START Data excerpts
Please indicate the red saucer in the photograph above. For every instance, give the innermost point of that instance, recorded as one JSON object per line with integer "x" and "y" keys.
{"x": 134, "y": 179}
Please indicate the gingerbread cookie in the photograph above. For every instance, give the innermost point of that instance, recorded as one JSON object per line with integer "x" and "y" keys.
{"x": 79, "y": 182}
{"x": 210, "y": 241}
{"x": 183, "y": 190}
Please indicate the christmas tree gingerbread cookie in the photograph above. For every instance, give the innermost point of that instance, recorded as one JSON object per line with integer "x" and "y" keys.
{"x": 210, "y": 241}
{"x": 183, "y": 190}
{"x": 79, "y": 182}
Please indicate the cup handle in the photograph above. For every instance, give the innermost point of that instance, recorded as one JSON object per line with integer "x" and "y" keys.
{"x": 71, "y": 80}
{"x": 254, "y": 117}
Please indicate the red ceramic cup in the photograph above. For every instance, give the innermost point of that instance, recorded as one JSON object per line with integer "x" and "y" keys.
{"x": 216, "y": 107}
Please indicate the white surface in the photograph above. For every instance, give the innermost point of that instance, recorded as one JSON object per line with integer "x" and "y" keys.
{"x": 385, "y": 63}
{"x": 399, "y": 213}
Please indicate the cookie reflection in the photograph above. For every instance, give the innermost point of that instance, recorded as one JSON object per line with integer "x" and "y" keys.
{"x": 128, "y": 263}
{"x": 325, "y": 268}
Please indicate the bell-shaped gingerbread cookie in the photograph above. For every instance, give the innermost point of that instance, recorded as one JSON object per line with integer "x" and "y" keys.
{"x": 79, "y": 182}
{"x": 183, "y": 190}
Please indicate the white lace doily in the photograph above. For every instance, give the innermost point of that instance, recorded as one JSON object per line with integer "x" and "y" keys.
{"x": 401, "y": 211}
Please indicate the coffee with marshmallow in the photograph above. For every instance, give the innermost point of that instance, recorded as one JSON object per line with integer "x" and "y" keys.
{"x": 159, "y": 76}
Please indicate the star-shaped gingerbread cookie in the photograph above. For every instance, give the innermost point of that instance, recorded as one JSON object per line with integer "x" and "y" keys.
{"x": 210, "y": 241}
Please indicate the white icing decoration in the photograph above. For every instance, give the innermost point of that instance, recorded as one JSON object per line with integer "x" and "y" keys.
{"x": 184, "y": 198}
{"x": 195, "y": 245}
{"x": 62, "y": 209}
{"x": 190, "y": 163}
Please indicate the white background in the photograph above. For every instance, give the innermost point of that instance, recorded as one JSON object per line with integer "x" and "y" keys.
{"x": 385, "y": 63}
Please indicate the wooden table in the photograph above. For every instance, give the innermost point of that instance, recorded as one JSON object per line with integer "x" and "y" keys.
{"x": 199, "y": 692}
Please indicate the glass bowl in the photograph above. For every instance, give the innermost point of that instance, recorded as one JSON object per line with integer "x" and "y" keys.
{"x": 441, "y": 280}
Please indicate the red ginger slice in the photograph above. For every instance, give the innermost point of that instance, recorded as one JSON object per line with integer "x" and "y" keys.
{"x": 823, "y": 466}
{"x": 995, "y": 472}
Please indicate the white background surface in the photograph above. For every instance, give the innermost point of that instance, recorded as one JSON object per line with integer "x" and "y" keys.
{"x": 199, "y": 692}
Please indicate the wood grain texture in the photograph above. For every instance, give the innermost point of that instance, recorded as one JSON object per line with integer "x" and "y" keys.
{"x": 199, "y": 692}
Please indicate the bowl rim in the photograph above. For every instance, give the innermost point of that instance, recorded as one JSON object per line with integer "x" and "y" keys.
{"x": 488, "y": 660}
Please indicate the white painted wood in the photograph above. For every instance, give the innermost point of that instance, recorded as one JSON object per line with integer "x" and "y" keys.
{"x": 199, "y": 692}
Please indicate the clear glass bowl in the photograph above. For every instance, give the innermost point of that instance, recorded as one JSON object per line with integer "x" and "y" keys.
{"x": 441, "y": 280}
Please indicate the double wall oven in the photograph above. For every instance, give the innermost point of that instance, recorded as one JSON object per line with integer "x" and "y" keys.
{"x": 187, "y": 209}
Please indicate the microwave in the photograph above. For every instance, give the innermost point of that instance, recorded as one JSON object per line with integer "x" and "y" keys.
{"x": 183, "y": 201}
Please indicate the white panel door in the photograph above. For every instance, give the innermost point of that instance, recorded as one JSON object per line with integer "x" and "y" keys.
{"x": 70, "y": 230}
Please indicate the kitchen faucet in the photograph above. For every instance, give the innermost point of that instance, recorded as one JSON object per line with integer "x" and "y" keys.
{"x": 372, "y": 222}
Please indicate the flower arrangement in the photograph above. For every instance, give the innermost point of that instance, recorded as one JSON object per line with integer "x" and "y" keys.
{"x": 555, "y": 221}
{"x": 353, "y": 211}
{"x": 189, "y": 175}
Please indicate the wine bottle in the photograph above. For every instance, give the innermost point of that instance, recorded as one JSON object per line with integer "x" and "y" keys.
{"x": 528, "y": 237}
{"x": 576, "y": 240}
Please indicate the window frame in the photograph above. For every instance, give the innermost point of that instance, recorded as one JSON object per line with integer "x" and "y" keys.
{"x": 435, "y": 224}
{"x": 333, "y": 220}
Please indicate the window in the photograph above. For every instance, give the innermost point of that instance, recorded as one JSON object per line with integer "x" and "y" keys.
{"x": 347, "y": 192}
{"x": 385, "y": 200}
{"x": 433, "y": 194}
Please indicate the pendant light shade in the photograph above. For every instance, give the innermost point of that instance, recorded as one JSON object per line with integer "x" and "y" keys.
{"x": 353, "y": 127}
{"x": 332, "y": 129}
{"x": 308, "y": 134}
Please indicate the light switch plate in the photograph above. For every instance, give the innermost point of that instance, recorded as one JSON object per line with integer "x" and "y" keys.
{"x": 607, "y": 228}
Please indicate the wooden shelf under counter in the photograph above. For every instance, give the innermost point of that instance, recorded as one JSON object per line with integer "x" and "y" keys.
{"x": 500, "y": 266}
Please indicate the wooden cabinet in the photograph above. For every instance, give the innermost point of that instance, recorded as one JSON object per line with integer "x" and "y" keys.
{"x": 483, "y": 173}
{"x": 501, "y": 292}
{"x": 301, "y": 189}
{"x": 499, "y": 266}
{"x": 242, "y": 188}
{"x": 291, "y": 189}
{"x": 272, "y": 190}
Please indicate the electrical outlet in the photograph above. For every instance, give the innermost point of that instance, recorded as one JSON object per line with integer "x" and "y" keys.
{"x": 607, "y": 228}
END Data excerpts
* Your instructions
Transcribe each entry exactly as it appears.

* Result of this exercise
Please indicate the red saucer in the photograph above. For every instance, give the innermost point of that instance, recorded as one JSON object per line with integer "x" and "y" keys.
{"x": 134, "y": 179}
Please indicate the gingerbread cookie in the photograph above. For every instance, give the innermost point of that instance, recorded as one JSON object per line with integer "x" and "y" keys.
{"x": 79, "y": 182}
{"x": 210, "y": 241}
{"x": 183, "y": 190}
Please indicate the christmas tree gingerbread cookie in the photograph above. For every instance, give the innermost point of that instance, recorded as one JSON object per line with integer "x" and "y" keys.
{"x": 210, "y": 241}
{"x": 183, "y": 190}
{"x": 79, "y": 182}
Please indicate the cup handle in the photograph above. For every instance, give the innermost point of that instance, recorded as one JSON object per line with integer "x" and "y" keys.
{"x": 71, "y": 80}
{"x": 254, "y": 117}
Please indicate the red ceramic cup in the photograph above. For every instance, give the innermost point of that instance, recorded as one JSON object per line with integer "x" and "y" keys.
{"x": 216, "y": 107}
Please indicate the white surface in the photograph above. For every instance, give the innermost point of that instance, recorded as one JSON object per line with integer "x" and "y" keys.
{"x": 385, "y": 63}
{"x": 399, "y": 213}
Please indicate the cookie reflection in the photograph above. For every instance, give the innermost point of that instance, recorded as one JSON object per line with integer "x" and "y" keys.
{"x": 128, "y": 263}
{"x": 325, "y": 268}
Please indicate the bell-shaped gingerbread cookie in the photograph above. For every instance, give the innermost point of that instance, recorded as one JSON object per line with integer "x" and "y" keys.
{"x": 79, "y": 182}
{"x": 183, "y": 190}
Please indicate the white lace doily in the photograph above. For every instance, give the innermost point of that instance, recorded as one JSON object per line with integer "x" and "y" keys.
{"x": 401, "y": 211}
Please indicate the coffee with marshmallow in the photograph above. For every instance, give the innermost point of that instance, recorded as one JSON object per line with integer "x" and "y" keys.
{"x": 159, "y": 76}
Please indicate the star-shaped gingerbread cookie in the photograph above. For every instance, give the innermost point of that instance, recorded as one JSON object per line with integer "x" and "y" keys.
{"x": 210, "y": 241}
Please indicate the white icing decoration in the photograph above. For every instance, give the innermost point of that instance, recorded as one JSON object per line with integer "x" and "y" keys.
{"x": 184, "y": 198}
{"x": 195, "y": 245}
{"x": 62, "y": 209}
{"x": 190, "y": 163}
Please indicate the white background in the photograph above. For every instance, give the innermost point of that instance, recorded as one JSON object per line with integer "x" and "y" keys.
{"x": 385, "y": 63}
Please indicate the wooden table in the photograph above. For every instance, give the innermost point of that instance, recorded as one JSON object per line with integer "x" and "y" keys.
{"x": 199, "y": 692}
Please indicate the glass bowl in the photograph above. For every instance, give the innermost point of that instance, recorded as one JSON object per line with integer "x" and "y" keys.
{"x": 441, "y": 280}
Please indicate the red ginger slice in the photograph above. For every instance, give the innermost point of that instance, recorded as one JSON object per line with integer "x" and "y" keys.
{"x": 823, "y": 466}
{"x": 995, "y": 472}
Please indicate the white background surface in the photograph above. For every instance, give the innermost point of that instance, recorded as one JSON object per line with integer "x" and "y" keys.
{"x": 199, "y": 692}
Please indicate the wood grain texture in the photograph above. For every instance, give the innermost point of that instance, recorded as one JSON object per line with integer "x" and "y" keys.
{"x": 199, "y": 692}
Please indicate the bowl rim in the photograph above. For every instance, give the innermost point of that instance, recorded as one JSON object per line with integer "x" and "y" keys.
{"x": 488, "y": 660}
Please indicate the white painted wood in the photograph above. For every instance, give the innermost point of that instance, recorded as one JSON object per line with integer "x" and "y" keys.
{"x": 199, "y": 692}
Please indicate the clear glass bowl in the photograph above. For every instance, give the innermost point of that instance, recorded as one JSON object per line with integer "x" and "y" keys.
{"x": 441, "y": 280}
Please indicate the double wall oven in the photograph above. For every instance, give the innermost point of that instance, recorded as one JSON object per line with integer "x" and "y" keys.
{"x": 187, "y": 209}
Please indicate the microwave in the photograph above. For every instance, give the innermost point of that instance, recorded as one JSON object per line with integer "x" and "y" keys.
{"x": 183, "y": 201}
Please indicate the white panel door in the photograph above. For every instance, give the innermost point of that instance, recorded as one JSON object per line with integer "x" and "y" keys.
{"x": 70, "y": 230}
Please indicate the kitchen faucet in the photograph above. For every instance, give the innermost point of that instance, recorded as one JSON object per line with integer "x" and "y" keys.
{"x": 372, "y": 222}
Please indicate the flower arrangement in the photograph above. For every instance, give the innermost point of that instance, recorded as one JSON object per line with integer "x" and "y" keys.
{"x": 555, "y": 221}
{"x": 353, "y": 211}
{"x": 189, "y": 175}
Please indicate the wine bottle in the photograph above. For every instance, give the innermost point of that instance, recorded as one JSON object per line with integer "x" and "y" keys.
{"x": 528, "y": 237}
{"x": 576, "y": 240}
Please indicate the window frame in the photograph above. For every instance, give the innermost point of that instance, recorded as one JSON object per line with integer "x" and "y" keys.
{"x": 435, "y": 224}
{"x": 333, "y": 220}
Please indicate the window in the photograph above. For every instance, give the innermost point of that instance, recorded as one JSON object per line with integer "x" and "y" keys.
{"x": 347, "y": 192}
{"x": 385, "y": 200}
{"x": 433, "y": 194}
Please indicate the pendant light shade in the photograph above. For every instance, give the innermost point of that instance, recorded as one JSON object per line with integer "x" and "y" keys.
{"x": 353, "y": 127}
{"x": 332, "y": 129}
{"x": 308, "y": 134}
Please indicate the light switch plate in the photograph above. For every instance, give the innermost point of that instance, recorded as one JSON object per line with integer "x" and "y" keys.
{"x": 607, "y": 228}
Please indicate the wooden shelf under counter in the photograph above. For every instance, give the innermost point of that instance, recorded as one JSON object per line with integer "x" and "y" keys.
{"x": 500, "y": 266}
Please indicate the wooden cabinet in the photograph above. For every instance, give the innermost point of that instance, recorded as one JSON object per line with integer "x" and "y" keys.
{"x": 483, "y": 173}
{"x": 501, "y": 292}
{"x": 301, "y": 189}
{"x": 499, "y": 266}
{"x": 242, "y": 188}
{"x": 291, "y": 189}
{"x": 272, "y": 190}
Please indicate the electrical outlet in the photograph above. For every instance, give the innermost point of that instance, recorded as one JSON object per line with integer "x" and "y" keys.
{"x": 607, "y": 228}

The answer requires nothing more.